TASK PROMPT. Rewrite the lines from the first one through the line containing "Query: grey pavement", renaming "outline" to "contour" and keeping everything else unchanged. Leave the pictures out of your answer.
═════ GIVEN ENTRIES ═════
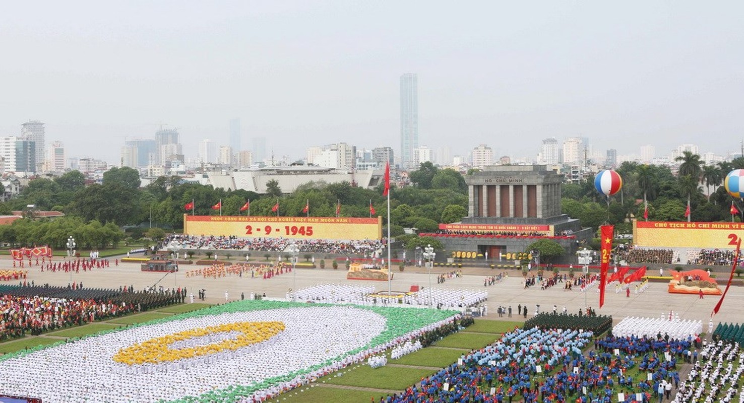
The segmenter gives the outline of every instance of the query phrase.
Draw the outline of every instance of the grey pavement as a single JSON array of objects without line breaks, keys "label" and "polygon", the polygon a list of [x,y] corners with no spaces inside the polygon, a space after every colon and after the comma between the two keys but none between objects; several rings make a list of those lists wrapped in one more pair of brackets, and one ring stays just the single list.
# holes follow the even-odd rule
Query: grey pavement
[{"label": "grey pavement", "polygon": [[[9,258],[0,259],[0,270],[12,269],[12,261]],[[240,293],[248,297],[250,293],[266,293],[267,297],[283,298],[290,288],[302,288],[319,283],[367,283],[375,286],[376,291],[387,290],[387,282],[384,281],[359,281],[346,280],[346,270],[339,268],[298,268],[294,273],[276,276],[271,279],[251,278],[250,274],[243,277],[237,276],[222,277],[218,279],[189,277],[185,272],[198,268],[195,265],[181,265],[181,271],[175,276],[169,274],[164,277],[164,274],[157,272],[142,272],[139,263],[119,263],[114,265],[111,259],[111,267],[103,269],[93,269],[92,271],[74,273],[72,281],[83,282],[86,288],[115,288],[120,286],[132,285],[138,290],[153,286],[158,280],[162,280],[158,284],[164,287],[184,287],[189,292],[193,291],[197,295],[198,288],[206,289],[207,301],[212,303],[225,302],[225,291],[227,291],[229,300],[235,300],[240,298]],[[37,285],[48,283],[53,286],[67,286],[70,282],[71,275],[65,272],[42,273],[38,267],[25,268],[28,270],[28,281],[33,280]],[[539,286],[525,289],[522,286],[522,277],[516,270],[505,271],[509,277],[501,283],[491,286],[484,287],[484,278],[487,275],[496,274],[504,270],[489,269],[484,268],[463,268],[463,276],[447,280],[443,284],[436,283],[436,274],[446,272],[451,268],[437,268],[432,270],[432,283],[434,287],[450,288],[484,289],[488,291],[488,316],[489,319],[504,320],[524,320],[524,317],[516,315],[517,305],[527,306],[531,317],[535,312],[536,304],[540,304],[540,312],[551,312],[553,305],[558,306],[559,312],[565,306],[569,313],[577,313],[584,306],[584,293],[577,289],[563,291],[562,283],[547,290],[540,290]],[[725,280],[719,278],[719,286],[722,289]],[[296,282],[296,286],[295,285]],[[12,283],[13,282],[9,282]],[[407,291],[411,285],[429,286],[429,274],[426,269],[421,268],[406,268],[405,271],[394,271],[392,281],[393,291]],[[604,306],[600,309],[599,294],[597,288],[591,288],[586,295],[586,300],[589,306],[594,308],[598,315],[612,315],[615,323],[626,316],[638,316],[658,317],[661,313],[668,315],[670,310],[679,312],[682,319],[696,319],[703,321],[704,332],[708,331],[708,319],[713,306],[718,302],[719,297],[708,296],[699,299],[696,295],[669,294],[667,292],[666,283],[651,283],[648,289],[641,294],[631,293],[630,297],[626,297],[624,292],[615,293],[614,286],[608,287],[606,294]],[[514,311],[513,317],[498,318],[496,308],[499,305],[511,306]],[[719,314],[713,318],[714,323],[719,322],[742,323],[744,316],[741,314],[741,307],[744,306],[744,287],[731,286],[726,296],[725,301]],[[506,316],[506,315],[504,315]]]}]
═════
EXERCISE RESPONSE.
The segmenter gives the contour of every instance of the query phrase.
Draw the contour of every instance of the grey pavement as a single JSON array of objects without line breaks, keys "label" and "polygon", the polygon a list of [x,y] corners with no spaces inside the polygon, a space after every colon and after the comma between the two keys but none between objects; several rings make a list of those lists wrapped in one more pair of brackets, and one ring stays just the single list.
# holes follow the even-odd rule
Query: grey pavement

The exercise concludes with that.